Return every line of the material below that contains the word "bank", copying each line in full. Case counts.

* Start Supplied entries *

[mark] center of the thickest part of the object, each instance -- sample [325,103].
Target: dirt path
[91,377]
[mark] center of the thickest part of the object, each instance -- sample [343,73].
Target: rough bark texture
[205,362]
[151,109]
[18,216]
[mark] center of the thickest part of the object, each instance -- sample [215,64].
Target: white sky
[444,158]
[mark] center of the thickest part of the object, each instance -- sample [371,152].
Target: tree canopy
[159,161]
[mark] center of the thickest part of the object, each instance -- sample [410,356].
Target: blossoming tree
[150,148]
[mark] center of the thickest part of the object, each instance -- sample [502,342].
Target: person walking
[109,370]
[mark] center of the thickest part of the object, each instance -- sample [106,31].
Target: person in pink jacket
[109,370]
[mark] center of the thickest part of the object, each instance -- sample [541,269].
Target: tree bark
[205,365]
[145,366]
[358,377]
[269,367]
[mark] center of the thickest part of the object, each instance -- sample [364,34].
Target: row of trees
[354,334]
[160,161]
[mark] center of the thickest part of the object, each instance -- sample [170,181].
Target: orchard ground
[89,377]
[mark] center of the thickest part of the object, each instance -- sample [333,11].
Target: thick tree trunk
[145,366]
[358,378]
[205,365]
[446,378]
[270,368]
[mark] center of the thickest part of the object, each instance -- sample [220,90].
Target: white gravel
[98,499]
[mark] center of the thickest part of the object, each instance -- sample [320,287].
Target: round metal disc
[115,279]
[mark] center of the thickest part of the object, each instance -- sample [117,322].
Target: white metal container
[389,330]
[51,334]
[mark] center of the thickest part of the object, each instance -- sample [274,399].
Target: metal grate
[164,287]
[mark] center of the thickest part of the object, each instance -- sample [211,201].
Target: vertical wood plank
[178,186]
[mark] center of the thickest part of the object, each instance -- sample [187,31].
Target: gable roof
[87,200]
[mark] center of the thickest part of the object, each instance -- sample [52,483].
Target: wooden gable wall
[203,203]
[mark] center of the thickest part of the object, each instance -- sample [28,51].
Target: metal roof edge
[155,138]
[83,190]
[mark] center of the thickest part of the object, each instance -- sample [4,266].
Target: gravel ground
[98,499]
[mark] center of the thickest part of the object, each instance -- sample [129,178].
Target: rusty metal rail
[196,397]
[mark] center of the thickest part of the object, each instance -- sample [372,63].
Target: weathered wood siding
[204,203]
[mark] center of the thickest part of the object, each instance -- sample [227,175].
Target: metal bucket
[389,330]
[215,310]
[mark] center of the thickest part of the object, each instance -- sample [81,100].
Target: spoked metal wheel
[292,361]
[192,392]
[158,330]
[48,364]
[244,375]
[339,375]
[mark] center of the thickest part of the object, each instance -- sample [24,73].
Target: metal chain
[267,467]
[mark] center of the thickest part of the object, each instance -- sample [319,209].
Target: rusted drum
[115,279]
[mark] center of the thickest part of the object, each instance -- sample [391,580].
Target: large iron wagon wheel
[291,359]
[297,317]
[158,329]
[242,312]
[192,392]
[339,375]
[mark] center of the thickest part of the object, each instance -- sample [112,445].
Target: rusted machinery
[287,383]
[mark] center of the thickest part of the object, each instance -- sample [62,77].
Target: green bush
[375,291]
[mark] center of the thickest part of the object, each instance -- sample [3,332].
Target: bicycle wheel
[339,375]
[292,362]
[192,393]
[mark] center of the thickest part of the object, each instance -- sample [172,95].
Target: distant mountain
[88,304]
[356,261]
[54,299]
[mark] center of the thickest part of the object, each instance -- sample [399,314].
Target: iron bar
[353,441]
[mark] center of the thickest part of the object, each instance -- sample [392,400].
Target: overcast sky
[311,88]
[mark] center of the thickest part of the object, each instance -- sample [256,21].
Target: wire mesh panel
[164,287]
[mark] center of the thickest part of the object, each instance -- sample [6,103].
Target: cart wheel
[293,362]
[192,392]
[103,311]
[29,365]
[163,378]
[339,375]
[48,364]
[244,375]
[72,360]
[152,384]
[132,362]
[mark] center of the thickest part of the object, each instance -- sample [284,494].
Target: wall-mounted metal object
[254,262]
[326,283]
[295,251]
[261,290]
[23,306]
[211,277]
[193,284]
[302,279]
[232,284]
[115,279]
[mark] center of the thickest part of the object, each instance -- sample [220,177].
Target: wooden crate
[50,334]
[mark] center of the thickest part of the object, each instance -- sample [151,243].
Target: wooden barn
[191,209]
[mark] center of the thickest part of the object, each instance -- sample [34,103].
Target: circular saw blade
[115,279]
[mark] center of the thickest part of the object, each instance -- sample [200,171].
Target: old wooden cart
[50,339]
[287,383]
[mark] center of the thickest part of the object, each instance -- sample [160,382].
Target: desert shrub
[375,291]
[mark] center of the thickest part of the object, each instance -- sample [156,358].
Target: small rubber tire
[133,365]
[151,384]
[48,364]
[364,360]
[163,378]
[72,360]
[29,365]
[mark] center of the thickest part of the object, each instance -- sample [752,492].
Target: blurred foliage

* End Supplied entries *
* Start Supplied entries *

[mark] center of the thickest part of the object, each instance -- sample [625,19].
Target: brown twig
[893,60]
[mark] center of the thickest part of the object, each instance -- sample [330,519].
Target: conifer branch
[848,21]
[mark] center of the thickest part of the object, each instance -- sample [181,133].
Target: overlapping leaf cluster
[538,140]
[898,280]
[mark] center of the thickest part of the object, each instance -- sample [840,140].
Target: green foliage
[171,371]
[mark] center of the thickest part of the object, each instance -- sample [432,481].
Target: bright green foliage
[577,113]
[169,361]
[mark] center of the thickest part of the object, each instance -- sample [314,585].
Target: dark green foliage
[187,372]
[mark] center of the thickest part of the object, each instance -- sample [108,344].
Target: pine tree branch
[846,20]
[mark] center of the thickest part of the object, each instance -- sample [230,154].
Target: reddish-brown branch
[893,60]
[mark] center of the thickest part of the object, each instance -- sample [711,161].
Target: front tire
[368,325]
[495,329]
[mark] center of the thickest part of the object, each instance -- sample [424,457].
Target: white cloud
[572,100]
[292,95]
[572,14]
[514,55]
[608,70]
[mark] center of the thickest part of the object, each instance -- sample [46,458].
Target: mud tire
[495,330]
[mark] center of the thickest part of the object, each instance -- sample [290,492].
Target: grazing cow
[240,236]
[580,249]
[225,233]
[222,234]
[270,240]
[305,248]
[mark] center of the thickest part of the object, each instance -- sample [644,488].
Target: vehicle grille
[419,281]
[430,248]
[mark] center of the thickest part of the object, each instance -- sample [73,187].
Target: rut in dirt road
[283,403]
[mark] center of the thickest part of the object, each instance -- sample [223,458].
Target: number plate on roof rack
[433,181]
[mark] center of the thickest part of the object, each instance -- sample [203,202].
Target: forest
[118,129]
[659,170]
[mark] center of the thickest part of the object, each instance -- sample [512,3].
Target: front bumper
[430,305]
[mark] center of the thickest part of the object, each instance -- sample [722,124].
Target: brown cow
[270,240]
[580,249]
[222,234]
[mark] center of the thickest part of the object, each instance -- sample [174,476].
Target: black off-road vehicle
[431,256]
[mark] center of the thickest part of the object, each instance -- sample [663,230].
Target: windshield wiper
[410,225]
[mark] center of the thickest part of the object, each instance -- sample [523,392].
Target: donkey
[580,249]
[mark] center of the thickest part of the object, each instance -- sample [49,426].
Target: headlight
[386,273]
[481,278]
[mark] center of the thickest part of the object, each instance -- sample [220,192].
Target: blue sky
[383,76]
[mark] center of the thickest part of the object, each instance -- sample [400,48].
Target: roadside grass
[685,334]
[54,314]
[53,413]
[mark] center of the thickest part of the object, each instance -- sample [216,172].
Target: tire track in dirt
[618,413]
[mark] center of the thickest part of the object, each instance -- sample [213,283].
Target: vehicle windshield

* End Supplied entries *
* Start Supplied entries *

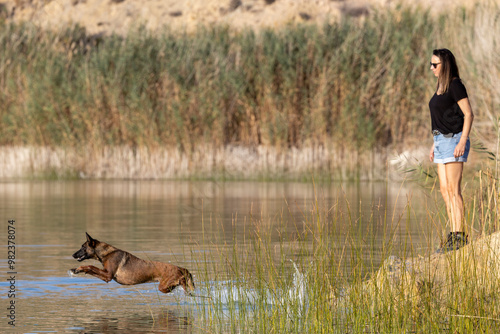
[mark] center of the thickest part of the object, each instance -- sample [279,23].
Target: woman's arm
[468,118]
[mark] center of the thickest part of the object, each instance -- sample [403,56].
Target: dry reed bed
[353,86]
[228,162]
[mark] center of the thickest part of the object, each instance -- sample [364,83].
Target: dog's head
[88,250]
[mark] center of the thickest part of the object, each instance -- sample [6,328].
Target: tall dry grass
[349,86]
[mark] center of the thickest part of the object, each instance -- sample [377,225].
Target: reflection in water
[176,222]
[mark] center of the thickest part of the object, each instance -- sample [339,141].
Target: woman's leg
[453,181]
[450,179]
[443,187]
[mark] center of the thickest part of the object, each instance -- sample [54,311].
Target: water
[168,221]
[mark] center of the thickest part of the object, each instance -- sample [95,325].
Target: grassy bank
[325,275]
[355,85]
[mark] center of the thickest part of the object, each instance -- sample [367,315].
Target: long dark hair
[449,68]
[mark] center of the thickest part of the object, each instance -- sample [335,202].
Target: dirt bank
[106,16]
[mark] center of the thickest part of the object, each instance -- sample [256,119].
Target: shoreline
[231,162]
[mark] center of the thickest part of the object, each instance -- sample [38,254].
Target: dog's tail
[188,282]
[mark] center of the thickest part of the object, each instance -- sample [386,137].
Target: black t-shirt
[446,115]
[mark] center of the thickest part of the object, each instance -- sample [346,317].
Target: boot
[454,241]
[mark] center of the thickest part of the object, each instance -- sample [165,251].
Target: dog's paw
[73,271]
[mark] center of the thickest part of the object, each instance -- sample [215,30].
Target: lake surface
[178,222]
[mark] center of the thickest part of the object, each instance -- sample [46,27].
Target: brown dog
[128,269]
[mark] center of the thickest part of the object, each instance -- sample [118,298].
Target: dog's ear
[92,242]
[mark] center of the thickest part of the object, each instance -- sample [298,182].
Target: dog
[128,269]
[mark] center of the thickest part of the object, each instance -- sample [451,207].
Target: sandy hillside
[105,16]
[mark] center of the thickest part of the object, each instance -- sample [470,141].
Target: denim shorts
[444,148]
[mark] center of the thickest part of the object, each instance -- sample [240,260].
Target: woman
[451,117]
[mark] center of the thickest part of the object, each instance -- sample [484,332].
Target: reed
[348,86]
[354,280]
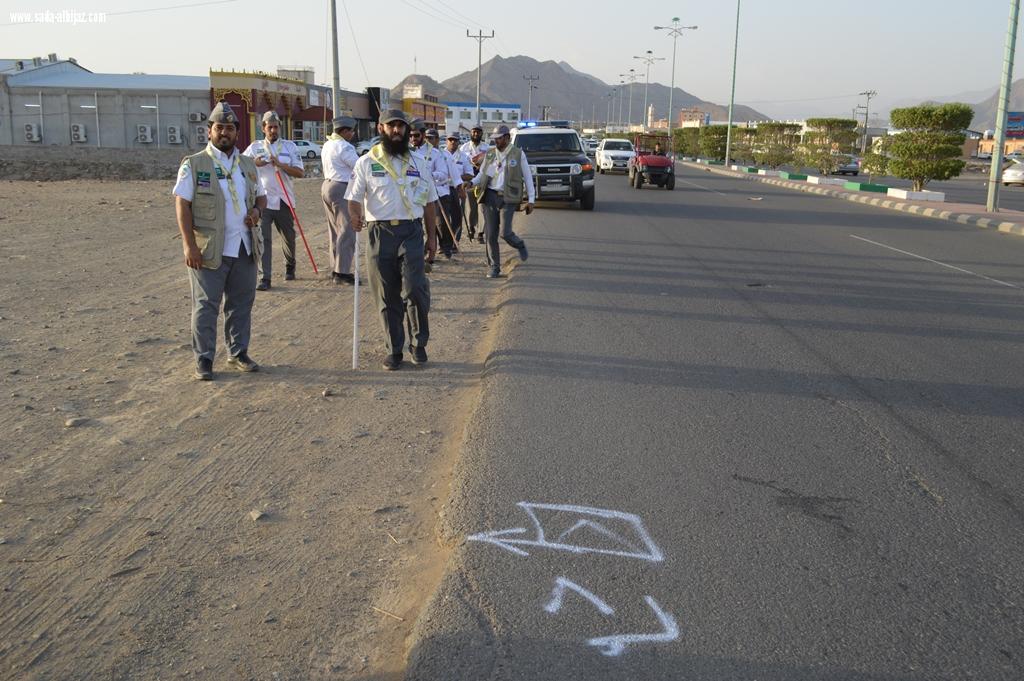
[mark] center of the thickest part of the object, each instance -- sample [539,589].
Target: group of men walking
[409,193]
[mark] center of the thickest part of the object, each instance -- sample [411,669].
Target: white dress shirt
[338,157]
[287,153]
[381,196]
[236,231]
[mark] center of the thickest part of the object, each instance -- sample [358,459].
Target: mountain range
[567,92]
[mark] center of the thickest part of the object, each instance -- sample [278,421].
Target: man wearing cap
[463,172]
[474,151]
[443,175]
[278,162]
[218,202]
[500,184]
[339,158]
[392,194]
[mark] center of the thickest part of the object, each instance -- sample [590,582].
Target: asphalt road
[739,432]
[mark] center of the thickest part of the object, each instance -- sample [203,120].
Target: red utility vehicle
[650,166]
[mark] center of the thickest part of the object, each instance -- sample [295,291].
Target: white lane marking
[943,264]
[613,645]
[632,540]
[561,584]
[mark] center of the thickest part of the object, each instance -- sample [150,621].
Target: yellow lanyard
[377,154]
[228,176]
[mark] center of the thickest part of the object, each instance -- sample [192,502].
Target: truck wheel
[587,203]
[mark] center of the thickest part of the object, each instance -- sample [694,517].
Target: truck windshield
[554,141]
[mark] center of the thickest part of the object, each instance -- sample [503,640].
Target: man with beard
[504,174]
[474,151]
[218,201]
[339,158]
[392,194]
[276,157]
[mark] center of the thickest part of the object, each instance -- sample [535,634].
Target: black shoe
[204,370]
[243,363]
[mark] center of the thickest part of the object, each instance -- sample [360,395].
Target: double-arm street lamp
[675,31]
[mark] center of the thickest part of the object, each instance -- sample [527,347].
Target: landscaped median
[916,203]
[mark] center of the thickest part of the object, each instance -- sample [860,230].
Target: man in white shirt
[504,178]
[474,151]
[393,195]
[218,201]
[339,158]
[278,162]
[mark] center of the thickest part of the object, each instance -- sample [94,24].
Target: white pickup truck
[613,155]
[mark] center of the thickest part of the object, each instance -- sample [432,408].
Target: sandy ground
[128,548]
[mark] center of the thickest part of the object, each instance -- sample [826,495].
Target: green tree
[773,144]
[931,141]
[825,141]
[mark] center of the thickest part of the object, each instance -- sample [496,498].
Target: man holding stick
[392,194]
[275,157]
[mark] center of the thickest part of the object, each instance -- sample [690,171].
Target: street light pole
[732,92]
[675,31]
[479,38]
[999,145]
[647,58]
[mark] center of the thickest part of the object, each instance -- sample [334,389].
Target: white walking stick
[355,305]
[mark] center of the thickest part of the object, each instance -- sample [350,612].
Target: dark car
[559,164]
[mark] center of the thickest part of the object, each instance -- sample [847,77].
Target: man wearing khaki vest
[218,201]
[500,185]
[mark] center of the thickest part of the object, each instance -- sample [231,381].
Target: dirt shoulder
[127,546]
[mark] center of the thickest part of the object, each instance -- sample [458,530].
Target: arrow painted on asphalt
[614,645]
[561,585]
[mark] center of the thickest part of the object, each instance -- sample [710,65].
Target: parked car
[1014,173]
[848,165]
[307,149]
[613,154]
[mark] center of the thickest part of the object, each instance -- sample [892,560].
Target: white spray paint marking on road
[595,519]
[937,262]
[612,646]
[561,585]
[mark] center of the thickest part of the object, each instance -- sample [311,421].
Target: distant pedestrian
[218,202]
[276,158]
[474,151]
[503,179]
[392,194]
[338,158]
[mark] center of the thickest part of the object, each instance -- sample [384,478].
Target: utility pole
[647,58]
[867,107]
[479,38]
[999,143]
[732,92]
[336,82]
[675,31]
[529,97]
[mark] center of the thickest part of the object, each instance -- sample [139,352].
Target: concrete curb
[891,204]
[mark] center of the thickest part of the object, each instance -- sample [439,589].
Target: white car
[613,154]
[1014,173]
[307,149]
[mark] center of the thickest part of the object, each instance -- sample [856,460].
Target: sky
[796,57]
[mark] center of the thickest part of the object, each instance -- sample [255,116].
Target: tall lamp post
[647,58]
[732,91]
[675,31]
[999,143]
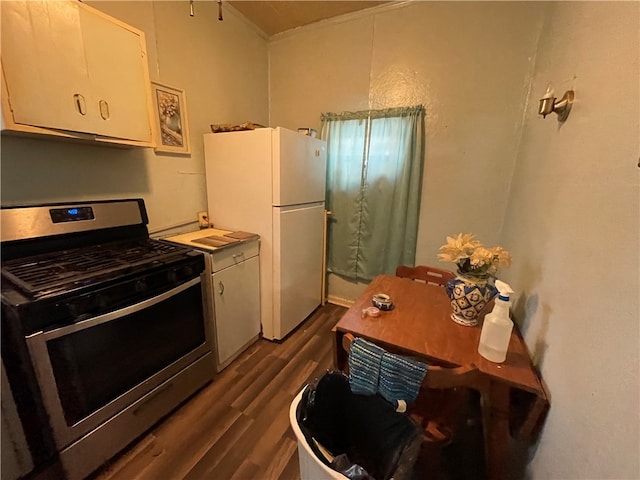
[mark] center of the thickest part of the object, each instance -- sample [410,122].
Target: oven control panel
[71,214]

* End Supplied entries *

(Solved exercise)
Target: grassy bank
Target: dirt bank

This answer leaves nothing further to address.